*EXTRACT TO READ*
________________________

December 5, 2017

At this year’s U.S. Intermodal EXPO, one of the major discussion points was President Trump’s US$1 trillion infrastructure plan to rebuild the nation’s roads, bridges, tunnels and railroads. With U.S. infrastructure languishing at ninth in the world, according to the World Economic Forum’s latest assessment, the administration’s initiative aims to deliver a world-class infrastructure to help improve the country’s competitiveness. The plan includes US$200 billion in direct federal spending over the next decade, to be bolstered by private investment through public-private partnerships.

Driving exports
According to Walter Kemmsies, Economist and Chief Strategist with JLL Ports, Airports and Global Infrastructure, the U.S. needs to increase its exports in order to sustain economic and employment growth.

________________________

*EXERCISE REQUIREMENTS*
[1] In the infrastructure article, rewrite the passage from "At this year’s" to "through public-private partnerships.", changing "public-private partnerships" to "joint ventures".
[2] According to the infrastructure article, where does U.S. infrastructure rank in the World Economic Forum's latest assessment?
You won't need the listing that comes after this article.

Dataset records about object locations
________________________

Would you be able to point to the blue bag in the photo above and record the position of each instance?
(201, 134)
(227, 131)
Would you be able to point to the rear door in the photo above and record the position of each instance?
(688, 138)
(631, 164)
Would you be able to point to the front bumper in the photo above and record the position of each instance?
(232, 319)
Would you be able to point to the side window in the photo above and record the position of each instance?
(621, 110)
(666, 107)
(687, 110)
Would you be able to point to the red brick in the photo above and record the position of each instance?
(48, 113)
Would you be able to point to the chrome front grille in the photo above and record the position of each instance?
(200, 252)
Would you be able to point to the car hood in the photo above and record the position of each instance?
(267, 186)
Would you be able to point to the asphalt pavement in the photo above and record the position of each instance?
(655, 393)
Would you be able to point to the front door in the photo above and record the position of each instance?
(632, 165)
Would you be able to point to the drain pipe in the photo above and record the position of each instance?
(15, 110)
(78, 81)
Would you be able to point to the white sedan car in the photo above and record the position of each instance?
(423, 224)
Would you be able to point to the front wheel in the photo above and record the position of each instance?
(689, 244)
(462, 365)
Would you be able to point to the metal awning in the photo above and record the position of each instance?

________________________

*SOLUTIONS TO THE PROBLEMS*
[1]
At this year’s U.S. Intermodal EXPO, one of the major discussion points was President Trump’s US$1 trillion infrastructure plan to rebuild the nation’s roads, bridges, tunnels and railroads. With U.S. infrastructure languishing at ninth in the world, according to the World Economic Forum’s latest assessment, the administration’s initiative aims to deliver a world-class infrastructure to help improve the country’s competitiveness. The plan includes US$200 billion in direct federal spending over the next decade, to be bolstered by private investment through joint ventures.

[2] Ninth in the world.